[Alıştırma amacı]: Müslümanlık üzerine yazının "Müslümanız Elhamdülillah…" ifadesinden "Ashabı düşünelim." ifadesine kadar olan bölümünü, "düşünelim" sözcüğünü "hatırlayalım" olarak değiştirip yeniden yaz.

[Sayfa alıntısı]:
=-=-=

Müslümanız Elhamdülillah…
Hepimiz İmanın altı şartını ve İslam’ın beş şartını biliyoruz, dilimizle ikrar, kalbimizle tasdik ediyoruz…
Amenna ve Saddakna.
Asıl mesele şu: Müslümanlık sadece bu on bir maddeyi bilmek midir?
Bizim yaşadığımız İslam ise Asr-ı Saadet döneminde Peygamberimizin (S.A.V) ve Sahabilerin (R.A) yaşadığı neydi?
İslamiyet’in ilk dönemini düşünelim.
İki cihan güneşimizi (S.A.V) düşünelim.
Allah Resulü (S.A.V) azılı müşriklerin arasında tebliğ mücadelesi verirken, kimisi, O (S.A.V) namaz kılarken secdeye gittiğinde mübarek sırtına deve pisliği koyuyor, kimisi, O’nun (S.A.V) yürüyeceği yollara dikenler seriyor, kimisi O’na (S.A.V) ağza alınmayacak hakaretler ediyordu…
Ashabı düşünelim.
Hz. Habbab’ı (R.A) düşünelim. İmanından dönmesi için kor ateşler üzerine yatırılmış, ateş, vücudundan eriyen yağlarla sönene kadar göğsüne bastırılıp bekletilmişti.

=-=-=

[Verilen kayıtlar]:
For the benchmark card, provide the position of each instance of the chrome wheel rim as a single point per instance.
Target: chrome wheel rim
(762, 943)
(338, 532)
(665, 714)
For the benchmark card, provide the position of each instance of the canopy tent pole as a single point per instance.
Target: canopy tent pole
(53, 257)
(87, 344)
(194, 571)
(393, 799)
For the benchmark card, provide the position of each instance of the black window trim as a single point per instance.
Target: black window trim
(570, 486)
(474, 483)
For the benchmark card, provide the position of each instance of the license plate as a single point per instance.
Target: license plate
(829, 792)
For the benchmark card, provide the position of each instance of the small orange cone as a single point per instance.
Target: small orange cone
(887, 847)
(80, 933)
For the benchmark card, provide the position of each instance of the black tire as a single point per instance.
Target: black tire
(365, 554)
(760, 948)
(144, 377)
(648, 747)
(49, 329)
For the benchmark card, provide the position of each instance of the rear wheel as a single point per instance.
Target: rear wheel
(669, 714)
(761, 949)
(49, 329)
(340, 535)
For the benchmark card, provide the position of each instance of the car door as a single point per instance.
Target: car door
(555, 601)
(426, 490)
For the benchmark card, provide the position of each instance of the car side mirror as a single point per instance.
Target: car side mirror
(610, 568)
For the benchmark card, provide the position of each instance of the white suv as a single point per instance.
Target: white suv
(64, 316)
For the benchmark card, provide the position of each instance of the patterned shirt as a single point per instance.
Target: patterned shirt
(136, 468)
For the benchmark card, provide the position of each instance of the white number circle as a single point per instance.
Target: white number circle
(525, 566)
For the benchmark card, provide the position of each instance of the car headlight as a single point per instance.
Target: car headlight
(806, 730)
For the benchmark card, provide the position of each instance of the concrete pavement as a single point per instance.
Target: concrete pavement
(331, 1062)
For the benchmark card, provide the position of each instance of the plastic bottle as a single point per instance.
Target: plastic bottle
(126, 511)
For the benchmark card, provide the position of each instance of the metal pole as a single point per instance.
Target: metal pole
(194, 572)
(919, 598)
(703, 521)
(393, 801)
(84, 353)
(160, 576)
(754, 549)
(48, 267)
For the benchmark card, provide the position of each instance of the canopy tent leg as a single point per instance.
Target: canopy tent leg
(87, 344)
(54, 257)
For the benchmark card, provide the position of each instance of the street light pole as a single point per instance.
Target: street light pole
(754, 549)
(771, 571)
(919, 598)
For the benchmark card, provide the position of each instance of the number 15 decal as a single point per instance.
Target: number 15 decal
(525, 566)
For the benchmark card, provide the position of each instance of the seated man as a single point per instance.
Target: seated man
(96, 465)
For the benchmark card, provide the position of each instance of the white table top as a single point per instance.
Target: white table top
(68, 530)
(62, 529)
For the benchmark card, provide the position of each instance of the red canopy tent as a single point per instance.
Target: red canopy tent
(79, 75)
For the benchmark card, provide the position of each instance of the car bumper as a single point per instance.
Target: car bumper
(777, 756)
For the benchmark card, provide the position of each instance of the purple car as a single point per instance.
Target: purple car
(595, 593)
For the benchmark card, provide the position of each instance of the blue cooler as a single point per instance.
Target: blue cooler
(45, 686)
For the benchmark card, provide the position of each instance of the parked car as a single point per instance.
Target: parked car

=-=-=

[Tamamlanan alıştırma]:
Müslümanız Elhamdülillah…
Hepimiz İmanın altı şartını ve İslam’ın beş şartını biliyoruz, dilimizle ikrar, kalbimizle tasdik ediyoruz…
Amenna ve Saddakna.
Asıl mesele şu: Müslümanlık sadece bu on bir maddeyi bilmek midir?
Bizim yaşadığımız İslam ise Asr-ı Saadet döneminde Peygamberimizin (S.A.V) ve Sahabilerin (R.A) yaşadığı neydi?
İslamiyet’in ilk dönemini hatırlayalım.
İki cihan güneşimizi (S.A.V) hatırlayalım.
Allah Resulü (S.A.V) azılı müşriklerin arasında tebliğ mücadelesi verirken, kimisi, O (S.A.V) namaz kılarken secdeye gittiğinde mübarek sırtına deve pisliği koyuyor, kimisi, O’nun (S.A.V) yürüyeceği yollara dikenler seriyor, kimisi O’na (S.A.V) ağza alınmayacak hakaretler ediyordu…
Ashabı hatırlayalım.